Entries:
########################################

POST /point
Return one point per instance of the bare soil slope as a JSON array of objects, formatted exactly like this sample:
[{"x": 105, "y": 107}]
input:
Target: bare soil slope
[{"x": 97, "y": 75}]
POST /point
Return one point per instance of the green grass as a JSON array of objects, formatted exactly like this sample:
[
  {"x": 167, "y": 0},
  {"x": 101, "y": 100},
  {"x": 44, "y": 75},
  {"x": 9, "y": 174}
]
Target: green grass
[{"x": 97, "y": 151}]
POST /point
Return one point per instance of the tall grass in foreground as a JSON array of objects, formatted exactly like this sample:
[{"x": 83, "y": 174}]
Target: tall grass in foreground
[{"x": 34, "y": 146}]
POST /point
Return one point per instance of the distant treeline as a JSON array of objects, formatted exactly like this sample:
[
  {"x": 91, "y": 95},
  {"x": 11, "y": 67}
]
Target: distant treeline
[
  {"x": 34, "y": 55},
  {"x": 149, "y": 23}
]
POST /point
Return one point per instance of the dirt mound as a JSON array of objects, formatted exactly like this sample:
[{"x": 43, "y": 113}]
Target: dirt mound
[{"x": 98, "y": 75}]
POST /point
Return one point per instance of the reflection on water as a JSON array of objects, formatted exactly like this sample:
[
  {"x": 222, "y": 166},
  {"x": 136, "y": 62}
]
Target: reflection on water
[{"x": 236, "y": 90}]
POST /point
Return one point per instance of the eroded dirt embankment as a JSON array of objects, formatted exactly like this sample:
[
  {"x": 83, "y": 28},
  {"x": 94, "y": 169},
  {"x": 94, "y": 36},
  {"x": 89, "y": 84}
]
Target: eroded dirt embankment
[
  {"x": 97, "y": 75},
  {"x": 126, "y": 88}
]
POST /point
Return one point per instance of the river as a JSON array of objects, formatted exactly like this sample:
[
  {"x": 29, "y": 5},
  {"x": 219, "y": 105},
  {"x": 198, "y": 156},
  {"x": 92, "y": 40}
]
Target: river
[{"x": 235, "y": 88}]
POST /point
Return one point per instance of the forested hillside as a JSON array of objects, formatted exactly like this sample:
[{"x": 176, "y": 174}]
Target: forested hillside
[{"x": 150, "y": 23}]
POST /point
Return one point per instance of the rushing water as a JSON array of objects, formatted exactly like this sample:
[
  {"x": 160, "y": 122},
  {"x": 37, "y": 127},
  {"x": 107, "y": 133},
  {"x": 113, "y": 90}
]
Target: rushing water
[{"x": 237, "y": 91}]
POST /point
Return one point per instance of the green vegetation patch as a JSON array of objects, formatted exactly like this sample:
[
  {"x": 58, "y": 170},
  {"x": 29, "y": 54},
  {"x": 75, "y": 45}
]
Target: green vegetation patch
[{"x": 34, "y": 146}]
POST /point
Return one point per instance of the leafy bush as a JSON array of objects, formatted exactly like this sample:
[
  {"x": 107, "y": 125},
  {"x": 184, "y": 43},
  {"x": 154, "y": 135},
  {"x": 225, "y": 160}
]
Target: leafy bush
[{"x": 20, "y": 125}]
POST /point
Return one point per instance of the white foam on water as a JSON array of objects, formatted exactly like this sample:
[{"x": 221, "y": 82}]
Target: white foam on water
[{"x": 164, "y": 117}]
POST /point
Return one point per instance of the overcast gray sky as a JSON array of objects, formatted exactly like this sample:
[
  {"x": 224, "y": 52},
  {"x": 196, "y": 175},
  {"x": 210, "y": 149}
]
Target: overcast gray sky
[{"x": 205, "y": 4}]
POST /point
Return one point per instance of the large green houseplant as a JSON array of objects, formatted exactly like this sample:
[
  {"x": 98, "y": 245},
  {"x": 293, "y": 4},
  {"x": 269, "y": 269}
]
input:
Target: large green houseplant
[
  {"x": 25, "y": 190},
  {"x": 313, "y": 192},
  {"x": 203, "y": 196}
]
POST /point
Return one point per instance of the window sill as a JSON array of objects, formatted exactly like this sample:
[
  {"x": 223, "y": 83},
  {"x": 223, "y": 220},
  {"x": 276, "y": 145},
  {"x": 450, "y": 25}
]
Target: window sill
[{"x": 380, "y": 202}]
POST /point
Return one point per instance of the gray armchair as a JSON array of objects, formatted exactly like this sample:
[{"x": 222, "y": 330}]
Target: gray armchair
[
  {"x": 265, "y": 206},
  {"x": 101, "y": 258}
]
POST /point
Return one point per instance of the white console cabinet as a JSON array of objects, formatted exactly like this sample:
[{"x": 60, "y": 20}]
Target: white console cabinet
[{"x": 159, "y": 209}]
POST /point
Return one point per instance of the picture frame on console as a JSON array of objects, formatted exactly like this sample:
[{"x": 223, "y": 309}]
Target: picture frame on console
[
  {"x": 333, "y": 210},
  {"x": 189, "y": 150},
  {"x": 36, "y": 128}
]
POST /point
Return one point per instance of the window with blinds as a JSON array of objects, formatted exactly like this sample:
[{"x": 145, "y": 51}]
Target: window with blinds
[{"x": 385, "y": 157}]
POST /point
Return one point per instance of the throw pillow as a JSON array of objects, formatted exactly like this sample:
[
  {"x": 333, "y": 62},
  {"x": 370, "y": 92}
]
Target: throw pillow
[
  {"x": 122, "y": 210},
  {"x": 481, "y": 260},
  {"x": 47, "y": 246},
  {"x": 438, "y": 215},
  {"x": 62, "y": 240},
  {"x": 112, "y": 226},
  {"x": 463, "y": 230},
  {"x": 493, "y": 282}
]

########################################

Written task:
Your task is to reproduce all of the records exactly.

Response for this exercise:
POST /point
Return one point per instance of the bare soil slope as a JSON array of objects, formatted exactly like this sample:
[{"x": 105, "y": 107}]
input:
Target: bare soil slope
[{"x": 97, "y": 75}]
POST /point
Return one point per instance of the green grass as a JSON array of objects, formatted exactly like this sample:
[
  {"x": 167, "y": 0},
  {"x": 101, "y": 100},
  {"x": 44, "y": 75},
  {"x": 9, "y": 174}
]
Target: green grass
[{"x": 97, "y": 151}]
POST /point
Return one point per instance of the tall grass in foreground as a JSON array of objects, formatted exactly like this sample:
[{"x": 83, "y": 174}]
Target: tall grass in foreground
[{"x": 34, "y": 146}]
POST /point
Return one point per instance of the distant treeline as a JSON array of objects, formatted exactly like this sample:
[
  {"x": 91, "y": 95},
  {"x": 11, "y": 67}
]
Target: distant treeline
[
  {"x": 34, "y": 55},
  {"x": 149, "y": 23}
]
POST /point
Return one point per instance of the dirt mound as a JSON array of objects, formatted exactly like this sample:
[{"x": 43, "y": 113}]
Target: dirt mound
[{"x": 98, "y": 75}]
POST /point
Return one point per instance of the reflection on water as a JSON array of objects, formatted exactly like this sample:
[
  {"x": 222, "y": 166},
  {"x": 136, "y": 62}
]
Target: reflection on water
[{"x": 236, "y": 90}]
POST /point
Return one point per instance of the eroded dirt embankment as a JSON array of objects, formatted exactly like this sample:
[
  {"x": 83, "y": 28},
  {"x": 94, "y": 169},
  {"x": 94, "y": 36},
  {"x": 89, "y": 84}
]
Target: eroded dirt embankment
[
  {"x": 97, "y": 75},
  {"x": 126, "y": 88}
]
POST /point
Return one point per instance of the river as a JSON array of objects, formatted exactly like this sample:
[
  {"x": 29, "y": 5},
  {"x": 219, "y": 105},
  {"x": 198, "y": 156},
  {"x": 92, "y": 40}
]
Target: river
[{"x": 235, "y": 88}]
POST /point
Return one point per instance of the forested hillside as a JSON array of objects, formatted exactly like this sample:
[{"x": 176, "y": 174}]
Target: forested hillside
[{"x": 150, "y": 23}]
POST /point
Return one point per instance of the rushing water as a JSON array of objects, formatted exactly like this sample:
[
  {"x": 160, "y": 122},
  {"x": 37, "y": 127},
  {"x": 107, "y": 133},
  {"x": 113, "y": 90}
]
Target: rushing water
[{"x": 237, "y": 91}]
POST /point
Return one point per instance of the green vegetation patch as a JSON array of objects, formatted exactly like this sample:
[
  {"x": 58, "y": 170},
  {"x": 29, "y": 54},
  {"x": 75, "y": 45}
]
Target: green vegetation patch
[{"x": 34, "y": 146}]
POST /point
Return one point per instance of the leafy bush as a JSON array of objects, formatted exactly like this sample:
[
  {"x": 107, "y": 125},
  {"x": 184, "y": 43},
  {"x": 154, "y": 135},
  {"x": 225, "y": 160}
]
Target: leafy bush
[{"x": 20, "y": 125}]
POST /point
Return one point per instance of the white foam on water as a JSON array of objects, formatted exactly like this sample:
[{"x": 221, "y": 82}]
Target: white foam on water
[{"x": 164, "y": 117}]
POST /point
Return one point per instance of the overcast gray sky as a JSON array of objects, formatted exactly like this sample:
[
  {"x": 224, "y": 52},
  {"x": 196, "y": 175},
  {"x": 210, "y": 149}
]
Target: overcast gray sky
[{"x": 205, "y": 4}]
POST /point
Return one point per instance of the large green houseplant as a JSON array of objects, formatted exactly like this sample:
[
  {"x": 98, "y": 245},
  {"x": 293, "y": 4},
  {"x": 269, "y": 269}
]
input:
Target: large green houseplant
[
  {"x": 25, "y": 190},
  {"x": 313, "y": 192},
  {"x": 203, "y": 196}
]
POST /point
Return one point per instance of the window sill as a JSON array of objects, formatted exactly like this sample:
[
  {"x": 223, "y": 83},
  {"x": 223, "y": 220},
  {"x": 276, "y": 145},
  {"x": 450, "y": 25}
]
Target: window sill
[{"x": 380, "y": 202}]
POST /point
Return one point per instance of the gray armchair as a JSON array of objects, formatted exactly like this sample:
[{"x": 222, "y": 330}]
Target: gray armchair
[
  {"x": 265, "y": 206},
  {"x": 101, "y": 258}
]
POST /point
Return one point per instance of the white console cabinet as a JSON array of objects, formatted exactly like this sample:
[{"x": 60, "y": 20}]
Target: white console cabinet
[{"x": 159, "y": 209}]
POST /point
Return one point per instance of the picture frame on console as a JSON array of objects, formatted exactly like this sample:
[{"x": 223, "y": 309}]
Target: picture frame on console
[
  {"x": 333, "y": 210},
  {"x": 189, "y": 150},
  {"x": 36, "y": 128}
]
POST /point
Return one point per instance of the window with blinds as a JSON array of objects, formatted exactly like this sample:
[{"x": 145, "y": 51}]
Target: window with blinds
[{"x": 385, "y": 157}]
POST /point
Return one point per instance of the throw pillow as a JSON array of objects, formatted exactly like this sample:
[
  {"x": 333, "y": 62},
  {"x": 370, "y": 92}
]
Target: throw pillow
[
  {"x": 122, "y": 210},
  {"x": 481, "y": 260},
  {"x": 47, "y": 246},
  {"x": 438, "y": 215},
  {"x": 62, "y": 240},
  {"x": 112, "y": 226},
  {"x": 463, "y": 230},
  {"x": 493, "y": 282}
]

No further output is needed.